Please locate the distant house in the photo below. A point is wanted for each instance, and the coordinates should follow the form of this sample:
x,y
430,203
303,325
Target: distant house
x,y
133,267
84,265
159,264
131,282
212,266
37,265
+++
■ **Aim of the exercise**:
What is needed here is a word-for-word copy of the whole listing.

■ **Output of the exercise**:
Please locate the distant house in the photo below. A point is wanted for each instance, and the coordinates should follow the form of this sample:
x,y
430,203
303,325
Target: distant house
x,y
133,267
84,265
159,264
131,282
212,266
37,265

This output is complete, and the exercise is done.